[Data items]
"""
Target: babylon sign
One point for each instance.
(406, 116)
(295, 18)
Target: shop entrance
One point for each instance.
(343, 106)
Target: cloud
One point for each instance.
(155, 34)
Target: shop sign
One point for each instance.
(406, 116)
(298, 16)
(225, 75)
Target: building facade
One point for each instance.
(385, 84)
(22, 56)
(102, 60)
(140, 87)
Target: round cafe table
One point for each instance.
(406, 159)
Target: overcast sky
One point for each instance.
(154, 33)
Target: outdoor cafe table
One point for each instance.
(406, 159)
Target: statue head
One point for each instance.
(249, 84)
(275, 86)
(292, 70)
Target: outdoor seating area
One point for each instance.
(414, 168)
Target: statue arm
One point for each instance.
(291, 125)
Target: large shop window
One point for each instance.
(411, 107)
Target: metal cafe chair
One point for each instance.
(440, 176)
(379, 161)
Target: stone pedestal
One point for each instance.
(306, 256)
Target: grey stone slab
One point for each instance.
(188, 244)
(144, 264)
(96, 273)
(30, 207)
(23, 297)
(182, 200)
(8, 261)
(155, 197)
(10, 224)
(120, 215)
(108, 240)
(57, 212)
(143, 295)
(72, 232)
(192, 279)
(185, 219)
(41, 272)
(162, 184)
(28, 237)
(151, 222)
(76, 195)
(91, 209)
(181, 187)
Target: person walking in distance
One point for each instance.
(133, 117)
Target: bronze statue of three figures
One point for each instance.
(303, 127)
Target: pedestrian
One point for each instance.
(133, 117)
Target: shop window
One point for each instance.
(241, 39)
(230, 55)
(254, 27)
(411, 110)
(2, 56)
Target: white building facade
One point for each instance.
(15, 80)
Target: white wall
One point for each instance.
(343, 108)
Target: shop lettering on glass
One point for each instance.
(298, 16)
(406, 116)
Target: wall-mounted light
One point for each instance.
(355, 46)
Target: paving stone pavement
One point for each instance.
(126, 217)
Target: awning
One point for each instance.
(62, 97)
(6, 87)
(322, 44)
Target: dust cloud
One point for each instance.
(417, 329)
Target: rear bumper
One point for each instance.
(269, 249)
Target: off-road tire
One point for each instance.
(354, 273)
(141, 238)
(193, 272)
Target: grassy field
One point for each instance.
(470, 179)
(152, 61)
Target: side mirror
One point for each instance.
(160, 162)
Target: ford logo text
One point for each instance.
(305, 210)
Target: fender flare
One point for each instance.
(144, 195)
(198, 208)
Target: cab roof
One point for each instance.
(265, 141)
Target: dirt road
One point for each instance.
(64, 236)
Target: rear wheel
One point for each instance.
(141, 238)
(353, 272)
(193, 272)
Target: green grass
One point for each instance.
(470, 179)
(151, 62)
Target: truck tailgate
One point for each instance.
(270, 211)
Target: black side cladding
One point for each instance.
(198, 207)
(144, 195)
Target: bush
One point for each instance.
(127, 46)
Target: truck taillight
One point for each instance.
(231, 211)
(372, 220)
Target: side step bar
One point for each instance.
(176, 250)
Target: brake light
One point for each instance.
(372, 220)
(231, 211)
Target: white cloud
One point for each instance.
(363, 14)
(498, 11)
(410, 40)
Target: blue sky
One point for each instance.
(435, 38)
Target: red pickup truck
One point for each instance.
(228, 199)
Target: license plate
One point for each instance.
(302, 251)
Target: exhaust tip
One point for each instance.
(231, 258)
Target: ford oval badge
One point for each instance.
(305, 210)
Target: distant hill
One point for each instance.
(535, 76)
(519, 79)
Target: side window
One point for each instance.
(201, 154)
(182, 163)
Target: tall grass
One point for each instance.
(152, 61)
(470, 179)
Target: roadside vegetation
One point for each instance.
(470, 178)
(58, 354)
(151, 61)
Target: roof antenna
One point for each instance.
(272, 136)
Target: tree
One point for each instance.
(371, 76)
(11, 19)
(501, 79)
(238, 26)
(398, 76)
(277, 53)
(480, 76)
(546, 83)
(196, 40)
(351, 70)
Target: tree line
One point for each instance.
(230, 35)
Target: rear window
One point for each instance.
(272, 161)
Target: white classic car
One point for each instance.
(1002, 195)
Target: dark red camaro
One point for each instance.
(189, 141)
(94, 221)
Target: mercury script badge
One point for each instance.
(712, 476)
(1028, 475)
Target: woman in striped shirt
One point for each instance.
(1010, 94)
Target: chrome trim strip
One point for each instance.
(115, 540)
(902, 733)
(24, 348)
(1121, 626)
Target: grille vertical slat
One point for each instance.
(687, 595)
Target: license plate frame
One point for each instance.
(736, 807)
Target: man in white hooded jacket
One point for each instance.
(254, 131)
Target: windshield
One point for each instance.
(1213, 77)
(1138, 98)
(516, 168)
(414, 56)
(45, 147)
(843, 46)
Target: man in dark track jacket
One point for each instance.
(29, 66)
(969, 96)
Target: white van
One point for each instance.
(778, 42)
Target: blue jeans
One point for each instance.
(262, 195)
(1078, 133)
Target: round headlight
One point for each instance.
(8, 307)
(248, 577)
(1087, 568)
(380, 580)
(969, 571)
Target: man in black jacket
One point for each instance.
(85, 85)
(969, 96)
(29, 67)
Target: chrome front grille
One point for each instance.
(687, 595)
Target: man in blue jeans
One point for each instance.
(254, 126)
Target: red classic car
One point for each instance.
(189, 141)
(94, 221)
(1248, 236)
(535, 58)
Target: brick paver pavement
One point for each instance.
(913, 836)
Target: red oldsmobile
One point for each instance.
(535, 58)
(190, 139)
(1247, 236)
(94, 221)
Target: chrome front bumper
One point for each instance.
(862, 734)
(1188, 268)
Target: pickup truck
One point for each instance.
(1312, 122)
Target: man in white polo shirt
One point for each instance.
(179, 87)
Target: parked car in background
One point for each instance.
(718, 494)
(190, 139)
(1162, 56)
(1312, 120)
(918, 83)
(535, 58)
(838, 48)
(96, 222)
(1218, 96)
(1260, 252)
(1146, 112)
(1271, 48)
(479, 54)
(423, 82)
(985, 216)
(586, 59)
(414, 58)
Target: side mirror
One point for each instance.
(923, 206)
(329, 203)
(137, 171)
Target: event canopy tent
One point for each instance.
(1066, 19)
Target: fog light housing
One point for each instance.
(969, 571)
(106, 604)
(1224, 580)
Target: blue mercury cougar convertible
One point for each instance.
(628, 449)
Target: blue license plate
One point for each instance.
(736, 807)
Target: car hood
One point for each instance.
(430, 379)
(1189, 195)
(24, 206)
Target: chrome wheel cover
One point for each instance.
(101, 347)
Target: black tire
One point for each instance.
"""
**GIVEN INSTRUCTION**
Type out the material again exactly as presented.

**RIGHT ANSWER**
Target: babylon sign
One point for each instance.
(406, 116)
(295, 18)
Target: shop entrance
One point for each instance.
(343, 106)
Target: cloud
One point for each instance.
(155, 34)
Target: shop sign
One point for each instance.
(406, 116)
(298, 16)
(225, 75)
Target: building facade
One point for each instance.
(385, 84)
(22, 56)
(102, 60)
(140, 87)
Target: round cafe table
One point for each instance.
(406, 159)
Target: overcast sky
One point for each instance.
(154, 33)
Target: outdoor cafe table
One point for each instance.
(406, 159)
Target: statue head
One point for each instance.
(249, 84)
(275, 86)
(292, 70)
Target: outdoor seating area
One point for each instance.
(414, 168)
Target: statue arm
One point for each instance.
(291, 125)
Target: large shop window
One point for each instance.
(411, 107)
Target: metal cafe chair
One point for each instance.
(440, 176)
(379, 161)
Target: stone pedestal
One point for each instance.
(306, 256)
Target: grey stone slab
One point for each instance.
(188, 244)
(144, 264)
(96, 273)
(30, 207)
(23, 297)
(182, 200)
(8, 261)
(155, 197)
(10, 224)
(120, 215)
(108, 240)
(57, 212)
(143, 295)
(72, 232)
(192, 279)
(185, 219)
(41, 272)
(162, 184)
(28, 237)
(151, 222)
(76, 195)
(91, 209)
(181, 187)
Target: person walking in distance
One point for each instance.
(133, 117)
Target: bronze statue of three figures
One point for each instance.
(303, 127)
Target: pedestrian
One point for each instance.
(133, 117)
Target: shop window
One point for each instance.
(241, 39)
(230, 55)
(254, 27)
(411, 110)
(2, 56)
Target: white building facade
One point for each instance.
(15, 80)
Target: white wall
One point for each instance.
(343, 108)
Target: shop lettering on glass
One point for each instance.
(298, 16)
(406, 116)
Target: wall-mounted light
One point for each instance.
(355, 46)
Target: paving stone pavement
One point for each instance.
(126, 217)
Target: awning
One point for each instance.
(62, 97)
(6, 87)
(322, 44)
Target: dust cloud
One point for each instance.
(417, 329)
Target: rear bumper
One point for each instance.
(269, 249)
Target: off-road tire
One point for each instance.
(354, 273)
(141, 238)
(193, 272)
Target: grassy field
One point for each instance.
(470, 179)
(152, 61)
Target: side mirror
One point for each instance.
(160, 162)
Target: ford logo text
One point for each instance.
(305, 210)
Target: fender flare
One point for each instance.
(144, 195)
(198, 208)
Target: cab roof
One point for each instance.
(265, 141)
Target: dirt road
One point for each instance.
(64, 236)
Target: rear wheel
One point for each instance.
(141, 238)
(353, 272)
(193, 272)
Target: green grass
One point for each instance.
(470, 179)
(151, 62)
Target: truck tailgate
One point for each instance.
(270, 211)
Target: black side cladding
One point for each instance.
(198, 207)
(144, 195)
Target: bush
One point for each instance.
(127, 46)
Target: truck taillight
One point for each instance.
(231, 211)
(372, 220)
Target: side step bar
One point for each instance.
(176, 250)
Target: brake light
One point for each instance.
(372, 220)
(231, 211)
Target: white cloud
One point for each instance.
(363, 14)
(498, 11)
(410, 40)
Target: blue sky
One point for each instance.
(435, 38)
Target: red pickup truck
One point for each instance.
(228, 199)
Target: license plate
One point for each instance.
(302, 251)
Target: exhaust tip
One point for each instance.
(231, 258)
Target: ford oval badge
One point for each instance.
(305, 210)
Target: distant hill
One point for each instance.
(535, 76)
(519, 79)
Target: side window
One point for each instance.
(201, 154)
(182, 163)
Target: tall grass
One point for each instance.
(152, 61)
(470, 179)
Target: roadside vegetation
One point for each instance.
(470, 178)
(58, 354)
(151, 61)
Target: roof antenna
One point for each instance.
(272, 136)
Target: tree
One point for each instance.
(371, 76)
(11, 19)
(501, 79)
(238, 26)
(398, 76)
(277, 53)
(480, 76)
(546, 83)
(196, 40)
(351, 70)
Target: tree line
One point for each instance.
(230, 35)
Target: rear window
One point for each instance.
(272, 161)
Target: white classic car
One point for each instance.
(1002, 195)
Target: dark red camaro
One point for each instance.
(189, 141)
(94, 221)
Target: mercury script badge
One point for each instance.
(712, 476)
(1028, 475)
Target: woman in striped shirt
One point for each instance.
(1010, 94)
Target: chrome trim strip
One point for each instance.
(115, 540)
(902, 733)
(24, 348)
(1121, 626)
Target: grille vertical slat
One point for each instance.
(687, 595)
Target: license plate frame
One point for each instance.
(736, 807)
Target: man in white hooded jacket
One point for each instance.
(254, 131)
Target: windshield
One point for each instance.
(1213, 77)
(1138, 98)
(516, 168)
(414, 56)
(45, 147)
(843, 46)
Target: man in dark track jacket
One point for each instance.
(29, 66)
(969, 96)
Target: white van
One point for each instance.
(778, 42)
Target: blue jeans
One point for each instance.
(262, 195)
(1078, 133)
Target: round headlight
One point for each instance.
(8, 307)
(248, 577)
(1087, 568)
(380, 580)
(969, 571)
Target: man in black jacket
One point for each instance.
(85, 85)
(969, 96)
(29, 67)
Target: chrome front grille
One point for each instance.
(687, 595)
Target: man in blue jeans
One point for each instance.
(254, 126)
Target: red classic car
One point for each instance.
(189, 141)
(94, 221)
(1248, 236)
(535, 58)
Target: brick paver pavement
One point for each instance.
(913, 836)
Target: red oldsmobile
One point for each instance.
(535, 58)
(190, 139)
(1247, 236)
(94, 221)
Target: chrome front bumper
One point for each instance.
(862, 734)
(1188, 268)
Target: pickup truck
One point for each instance.
(1312, 122)
Target: man in white polo shirt
One point for each instance.
(179, 87)
Target: parked car in background
One point for each instance.
(718, 494)
(190, 139)
(1162, 56)
(1312, 120)
(918, 83)
(535, 58)
(838, 48)
(96, 222)
(1218, 96)
(1260, 252)
(1146, 112)
(1271, 48)
(479, 54)
(423, 82)
(985, 216)
(586, 59)
(414, 58)
Target: side mirror
One point for each instance.
(923, 206)
(329, 203)
(137, 171)
Target: event canopy tent
One point for each instance.
(1066, 19)
Target: fog light housing
One point for each instance.
(969, 571)
(106, 604)
(1224, 580)
Target: blue mercury cougar convertible
One point for each instance.
(628, 449)
Target: blue license plate
One point for each instance.
(736, 807)
Target: car hood
One point for each instance.
(430, 379)
(1189, 195)
(24, 206)
Target: chrome wheel cover
One point for each instance.
(101, 347)
Target: black tire
One point for each instance.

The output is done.